EXERCISE BRIEF: Reproduce word for word the stretch of the prison-policy chat transcript that opens with "By enacting these" and closes with "in reducing recidivism?".

Washington: Good morning Ms. Urahn and thank you for taking the time to do this chat. Do you see this report helping to change the attitude on how we punish people? The fact that we are so far ahead of any other country in the amount of people we lock up is troubling, in my opinion, and there must be better, more effective and more cost-efficient ways of meting out punishment.
Susan K. Urahn: We hope that this report helps states find research-riven, fiscally responsible and very effective ways to protect public safety. People want to be safe, but they want government to get the job done efficiently.
There are several states that have shown that there is a better way to do this - Kansas, Nevada, Texas and others. They are really blazing a path we hope others will follow.
Texas makes a very interesting example. Despite having built more than 100,000 prison beds in the 1980s and '90s, Texas was looking at a 17,000-bed shortfall by 2012 at an additional cost of $900 million for fiscal years 2008 and 2009. To avert further growth in the prison population and reduce recidivism, Texas lawmakers enacted a package of criminal justice policies to improve success rates for people on community supervision, expand the capacity of treatment and diversion programs, and enhance the use of parole for low-risk offenders. To fund the package, they reinvested $241 million (which otherwise would have been appropriated for the construction and operation of new prisons) for additional treatment and diversion programs.
By enacting these policies, the state saved $210.5 million for the 2008-2009 fiscal biennium. If new treatment and diversion programs are successful and no additional prisons are constructed, the state will save an additional $233 million. Texas also reinvested in the expansion of the Nurse-Family Partnerships Program -- a nationally recognized model for improving outcomes for low-income families and reducing crime -- to reach 2,000 families/children.
Alexandria, Va.: Are you aware of any national or local programs that are effective in reducing recidivism?
Susan K. Urahn: There are several worth looking at. Drug courts have been evaluated and shown to be effective at reducing recidivism. Virtually every state has some in place. If they are well run, they can reduce recidivism by up to 50 percent.
Programs that use cognitive-behavioral therapy and address risk factors associated with criminal behavior have been shown to cut recidivism by nearly 30 percent.
You can find information about a range of effective supervision strategies for parolees and probationers on the National Institute of Corrections Web site.
Susan K. Urahn: There are several questions that suggest the answer to crime is simply to lock all offenders up.
We all want violent and career offenders locked up, but despite having quadrupled the prison population in the past 25 years, we have not quadrupled public safety. We cannot build our way into public safety. There are several effective ways to hold offenders accountable in community punishment programs that are just as effective and far less expensive than incarceration. Several states are exploring just such approaches.
For the same amount of money, you could keep one inmate behind bars for an additional year, or you could provide treatment and intensive supervision for several others -- and cut the recidivism rate considerably.
This can be a win-win situation for states. They can invest in approaches that cost less and provide better outcomes.
Washington -- U.S. Bureau of Prisons Employee: Your study is deeply flawed and loaded with technical errors. Your jurisdiction analysis is wrong. Five states -- not seven -- have "unified" systems. The D.C. Corrections Department never actually was federalized -- see the District's Web site. I am very suspicious of the statistics you've used.
Susan K. Urahn: The information in the report about the District of Columbia comes from the Bureau of Justice Statistics.
Susan K. Urahn: We are to the end of our hour. Many thanks to all of you for your questions. We have a lot of additional data on our Web site about state approaches to corrections.

THE DATA:

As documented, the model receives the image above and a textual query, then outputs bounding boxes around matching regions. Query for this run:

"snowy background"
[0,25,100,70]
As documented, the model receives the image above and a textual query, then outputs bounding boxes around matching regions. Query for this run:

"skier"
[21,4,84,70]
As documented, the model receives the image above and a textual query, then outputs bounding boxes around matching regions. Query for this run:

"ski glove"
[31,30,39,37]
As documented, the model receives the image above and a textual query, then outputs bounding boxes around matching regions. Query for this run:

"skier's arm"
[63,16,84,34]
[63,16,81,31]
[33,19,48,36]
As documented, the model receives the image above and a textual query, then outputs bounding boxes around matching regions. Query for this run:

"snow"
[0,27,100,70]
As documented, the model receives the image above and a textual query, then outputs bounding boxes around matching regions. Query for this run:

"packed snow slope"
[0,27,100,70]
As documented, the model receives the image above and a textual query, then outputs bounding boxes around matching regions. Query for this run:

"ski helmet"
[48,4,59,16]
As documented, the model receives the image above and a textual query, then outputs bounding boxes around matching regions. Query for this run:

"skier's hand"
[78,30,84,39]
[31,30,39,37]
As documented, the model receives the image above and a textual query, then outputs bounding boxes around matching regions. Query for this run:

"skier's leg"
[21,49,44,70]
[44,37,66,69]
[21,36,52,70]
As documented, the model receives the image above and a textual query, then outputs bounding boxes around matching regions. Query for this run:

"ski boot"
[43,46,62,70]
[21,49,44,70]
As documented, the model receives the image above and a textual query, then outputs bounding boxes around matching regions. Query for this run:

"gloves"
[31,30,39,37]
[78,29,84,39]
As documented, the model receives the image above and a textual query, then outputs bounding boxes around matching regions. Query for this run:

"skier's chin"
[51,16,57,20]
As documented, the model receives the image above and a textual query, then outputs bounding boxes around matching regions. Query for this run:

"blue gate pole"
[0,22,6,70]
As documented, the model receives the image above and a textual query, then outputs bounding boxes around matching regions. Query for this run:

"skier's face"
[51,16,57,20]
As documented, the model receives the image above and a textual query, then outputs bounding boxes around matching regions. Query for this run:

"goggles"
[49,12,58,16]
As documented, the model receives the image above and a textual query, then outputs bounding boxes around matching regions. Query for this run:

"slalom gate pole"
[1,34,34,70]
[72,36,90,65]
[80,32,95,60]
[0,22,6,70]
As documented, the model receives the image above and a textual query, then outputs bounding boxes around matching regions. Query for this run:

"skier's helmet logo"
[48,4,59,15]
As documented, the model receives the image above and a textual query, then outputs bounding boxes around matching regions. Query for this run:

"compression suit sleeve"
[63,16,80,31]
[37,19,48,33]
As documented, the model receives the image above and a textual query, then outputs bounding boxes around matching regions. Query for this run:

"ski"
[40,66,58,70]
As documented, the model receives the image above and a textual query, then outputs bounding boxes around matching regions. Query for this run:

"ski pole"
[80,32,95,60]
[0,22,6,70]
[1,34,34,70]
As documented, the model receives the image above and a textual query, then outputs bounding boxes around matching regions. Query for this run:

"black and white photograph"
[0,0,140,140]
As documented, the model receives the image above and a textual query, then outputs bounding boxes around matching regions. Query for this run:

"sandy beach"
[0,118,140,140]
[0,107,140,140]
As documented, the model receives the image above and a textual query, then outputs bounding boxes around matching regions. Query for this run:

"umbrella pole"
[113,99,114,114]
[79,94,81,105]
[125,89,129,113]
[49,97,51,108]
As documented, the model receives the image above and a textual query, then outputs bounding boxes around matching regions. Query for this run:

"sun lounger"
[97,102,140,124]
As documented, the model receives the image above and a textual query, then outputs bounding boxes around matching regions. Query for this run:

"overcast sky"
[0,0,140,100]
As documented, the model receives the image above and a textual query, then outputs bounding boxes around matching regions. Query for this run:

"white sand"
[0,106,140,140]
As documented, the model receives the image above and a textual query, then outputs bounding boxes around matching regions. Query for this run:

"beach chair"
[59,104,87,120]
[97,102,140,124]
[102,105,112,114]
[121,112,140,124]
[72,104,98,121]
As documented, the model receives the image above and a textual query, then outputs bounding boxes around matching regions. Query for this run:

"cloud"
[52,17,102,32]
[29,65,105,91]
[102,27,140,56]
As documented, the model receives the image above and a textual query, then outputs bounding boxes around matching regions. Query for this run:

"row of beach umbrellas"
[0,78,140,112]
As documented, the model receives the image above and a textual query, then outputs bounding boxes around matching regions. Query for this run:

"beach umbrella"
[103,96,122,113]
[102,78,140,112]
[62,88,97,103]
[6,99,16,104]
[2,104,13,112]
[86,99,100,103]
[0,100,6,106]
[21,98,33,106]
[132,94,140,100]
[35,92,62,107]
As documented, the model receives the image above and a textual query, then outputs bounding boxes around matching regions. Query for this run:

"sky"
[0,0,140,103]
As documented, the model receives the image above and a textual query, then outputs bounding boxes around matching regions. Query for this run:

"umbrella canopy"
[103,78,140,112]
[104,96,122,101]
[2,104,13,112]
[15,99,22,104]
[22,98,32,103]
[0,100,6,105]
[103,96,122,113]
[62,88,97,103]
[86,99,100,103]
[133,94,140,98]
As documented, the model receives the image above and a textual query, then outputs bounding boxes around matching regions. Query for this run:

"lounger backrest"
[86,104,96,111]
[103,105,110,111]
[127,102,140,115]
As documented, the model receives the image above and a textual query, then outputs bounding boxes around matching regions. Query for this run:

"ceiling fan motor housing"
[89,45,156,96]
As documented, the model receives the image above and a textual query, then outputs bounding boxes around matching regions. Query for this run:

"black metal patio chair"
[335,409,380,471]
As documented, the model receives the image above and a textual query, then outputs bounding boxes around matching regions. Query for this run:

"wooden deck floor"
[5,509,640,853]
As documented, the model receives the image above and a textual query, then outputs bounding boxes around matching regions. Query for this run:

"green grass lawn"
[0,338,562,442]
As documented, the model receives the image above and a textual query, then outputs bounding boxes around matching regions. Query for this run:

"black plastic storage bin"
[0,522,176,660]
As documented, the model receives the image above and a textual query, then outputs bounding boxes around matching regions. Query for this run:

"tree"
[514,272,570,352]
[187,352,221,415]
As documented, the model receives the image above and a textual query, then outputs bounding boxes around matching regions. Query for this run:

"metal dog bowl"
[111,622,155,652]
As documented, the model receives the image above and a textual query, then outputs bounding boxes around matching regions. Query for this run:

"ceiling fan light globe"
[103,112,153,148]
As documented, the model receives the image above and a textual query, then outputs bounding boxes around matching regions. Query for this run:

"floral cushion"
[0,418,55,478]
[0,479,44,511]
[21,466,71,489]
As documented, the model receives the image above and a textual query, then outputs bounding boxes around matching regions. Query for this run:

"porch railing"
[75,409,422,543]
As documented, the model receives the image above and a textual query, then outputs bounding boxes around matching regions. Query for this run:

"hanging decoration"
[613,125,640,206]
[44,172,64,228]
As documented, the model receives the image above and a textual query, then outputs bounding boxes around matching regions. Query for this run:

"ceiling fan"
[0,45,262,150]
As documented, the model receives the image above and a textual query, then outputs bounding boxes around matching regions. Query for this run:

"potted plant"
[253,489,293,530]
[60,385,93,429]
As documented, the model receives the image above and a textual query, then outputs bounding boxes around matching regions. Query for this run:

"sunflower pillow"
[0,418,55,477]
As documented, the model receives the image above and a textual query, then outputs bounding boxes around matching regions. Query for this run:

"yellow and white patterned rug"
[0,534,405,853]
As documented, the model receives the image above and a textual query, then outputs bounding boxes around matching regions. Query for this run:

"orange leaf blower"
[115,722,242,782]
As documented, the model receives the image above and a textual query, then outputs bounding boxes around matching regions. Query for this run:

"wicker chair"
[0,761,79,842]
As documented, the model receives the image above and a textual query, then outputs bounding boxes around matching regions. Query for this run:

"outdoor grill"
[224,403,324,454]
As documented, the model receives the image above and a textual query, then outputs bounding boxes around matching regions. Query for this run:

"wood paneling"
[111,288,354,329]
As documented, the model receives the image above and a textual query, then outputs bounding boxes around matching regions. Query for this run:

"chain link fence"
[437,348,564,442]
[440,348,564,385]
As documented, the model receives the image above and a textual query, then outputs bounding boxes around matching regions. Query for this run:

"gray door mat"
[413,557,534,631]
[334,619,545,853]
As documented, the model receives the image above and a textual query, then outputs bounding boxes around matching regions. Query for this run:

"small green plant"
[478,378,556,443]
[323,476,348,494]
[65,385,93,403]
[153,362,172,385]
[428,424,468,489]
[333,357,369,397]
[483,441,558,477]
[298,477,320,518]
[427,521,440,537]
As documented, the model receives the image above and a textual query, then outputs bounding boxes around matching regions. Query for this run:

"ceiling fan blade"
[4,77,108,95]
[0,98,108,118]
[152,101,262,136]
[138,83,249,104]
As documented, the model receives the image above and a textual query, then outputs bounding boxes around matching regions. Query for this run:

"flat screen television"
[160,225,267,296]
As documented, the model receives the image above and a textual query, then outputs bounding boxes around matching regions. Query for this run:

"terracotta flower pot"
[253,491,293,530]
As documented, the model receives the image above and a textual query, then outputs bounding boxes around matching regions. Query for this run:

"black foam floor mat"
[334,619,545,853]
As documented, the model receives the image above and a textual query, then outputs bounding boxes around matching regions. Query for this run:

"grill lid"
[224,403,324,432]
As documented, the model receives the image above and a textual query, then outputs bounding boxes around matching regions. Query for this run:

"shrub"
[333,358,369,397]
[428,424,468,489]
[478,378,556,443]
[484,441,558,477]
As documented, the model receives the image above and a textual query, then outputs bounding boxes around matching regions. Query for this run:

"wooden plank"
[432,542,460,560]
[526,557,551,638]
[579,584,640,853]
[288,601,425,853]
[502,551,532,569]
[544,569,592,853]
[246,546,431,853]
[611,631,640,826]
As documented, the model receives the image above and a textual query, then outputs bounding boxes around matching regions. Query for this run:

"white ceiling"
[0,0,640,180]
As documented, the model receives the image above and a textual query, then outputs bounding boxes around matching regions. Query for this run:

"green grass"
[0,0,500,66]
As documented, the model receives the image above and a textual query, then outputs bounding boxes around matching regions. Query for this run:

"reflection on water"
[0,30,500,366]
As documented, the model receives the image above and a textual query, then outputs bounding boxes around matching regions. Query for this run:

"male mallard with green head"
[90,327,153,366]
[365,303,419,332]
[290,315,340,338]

EXERCISE RESULT:
By enacting these policies, the state saved $210.5 million for the 2008-2009 fiscal biennium. If new treatment and diversion programs are successful and no additional prisons are constructed, the state will save an additional $233 million. Texas also reinvested in the expansion of the Nurse-Family Partnerships Program -- a nationally recognized model for improving outcomes for low-income families and reducing crime -- to reach 2,000 families/children.
Alexandria, Va.: Are you aware of any national or local programs that are effective in reducing recidivism?